GIVEN PROBLEM
Update all the items below by replacing "record the integer pixel values" with "write down the whole-number pixel coordinates" and changing nothing else. Leave the pictures out of your answer.

SUPPLIED DATA
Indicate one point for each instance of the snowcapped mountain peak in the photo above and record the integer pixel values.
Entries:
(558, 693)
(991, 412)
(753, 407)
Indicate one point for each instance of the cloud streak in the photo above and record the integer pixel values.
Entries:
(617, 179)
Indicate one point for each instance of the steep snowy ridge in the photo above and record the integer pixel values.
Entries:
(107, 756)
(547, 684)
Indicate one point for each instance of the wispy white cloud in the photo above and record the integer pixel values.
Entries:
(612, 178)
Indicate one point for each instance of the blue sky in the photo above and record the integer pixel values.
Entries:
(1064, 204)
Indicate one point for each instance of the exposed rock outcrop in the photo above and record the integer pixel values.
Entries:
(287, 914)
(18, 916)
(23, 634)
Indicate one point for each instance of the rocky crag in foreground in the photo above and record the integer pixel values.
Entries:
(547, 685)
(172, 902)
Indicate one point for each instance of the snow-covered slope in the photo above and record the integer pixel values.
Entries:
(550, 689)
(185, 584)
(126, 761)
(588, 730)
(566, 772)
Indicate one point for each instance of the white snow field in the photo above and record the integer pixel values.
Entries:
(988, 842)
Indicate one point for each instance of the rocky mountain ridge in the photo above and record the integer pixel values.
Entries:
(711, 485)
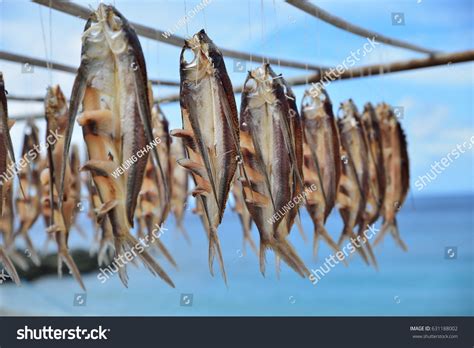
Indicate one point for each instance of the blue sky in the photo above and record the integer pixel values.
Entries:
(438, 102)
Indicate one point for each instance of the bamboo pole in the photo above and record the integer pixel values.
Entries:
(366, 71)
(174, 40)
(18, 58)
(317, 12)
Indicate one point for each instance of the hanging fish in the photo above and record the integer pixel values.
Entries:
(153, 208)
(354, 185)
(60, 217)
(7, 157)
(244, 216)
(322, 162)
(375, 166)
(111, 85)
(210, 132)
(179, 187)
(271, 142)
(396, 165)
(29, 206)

ANSWER TO THIS TASK
Indicate one point for each instance of the snowcapped mountain peak in the photo above and write down the whole-number pixel coordinates.
Entries:
(558, 693)
(991, 412)
(753, 407)
Indicate one point for each instance of the cloud streak in the photo above and write down the whole-number pixel coordinates.
Entries:
(617, 179)
Indicate one point for each instance of the steep snowy ridge in the photo above and write down the whole-number pixel coordinates.
Entries:
(107, 756)
(547, 684)
Indicate one point for each instance of the wispy white cloud in the photo above and write down the whole-number pixel coordinates.
Entries:
(612, 178)
Indicate one point for each instance of the blue sky in the photo above and write down the whole-number pixel coordinates.
Entries:
(1064, 204)
Indicate one point for each instance of the exposed rock outcrop in the photo above and write down the whole-number pixel coordinates.
Entries:
(287, 914)
(18, 916)
(23, 634)
Indicate one point for each instance of the rocky crag in foreground in the photo above and write down the whole-number pixel coordinates.
Entries:
(547, 685)
(172, 902)
Indicate one point for each instance of the snow-covered slope in the photo above and write down the whole-number pixel coordinates.
Entries:
(550, 689)
(185, 584)
(126, 761)
(588, 730)
(566, 772)
Indicate one point for each instance of the white snow field in the photo above and write down the whole-number pixel coordinates.
Entries:
(988, 842)
Indicate one point for each instance of the rocky mountain ridge in the photo above and write down the whole-number pixel coordinates.
Entries:
(711, 485)
Indicate one point for each instance of the blue sky in the photo above and write down the whole-number pixel coordinates.
Entries:
(438, 102)
Indicate one point for each instance of the bamboo pole in the photo above and write down the whole-number pixel coordinates.
Entries:
(366, 71)
(174, 40)
(18, 58)
(317, 12)
Indicate one point for each instance of the hanging fish in the photo above and write down the whole-number pixel coordinates.
Entries:
(153, 208)
(354, 185)
(60, 217)
(7, 157)
(244, 216)
(322, 162)
(375, 166)
(111, 85)
(210, 132)
(179, 187)
(271, 142)
(396, 165)
(29, 206)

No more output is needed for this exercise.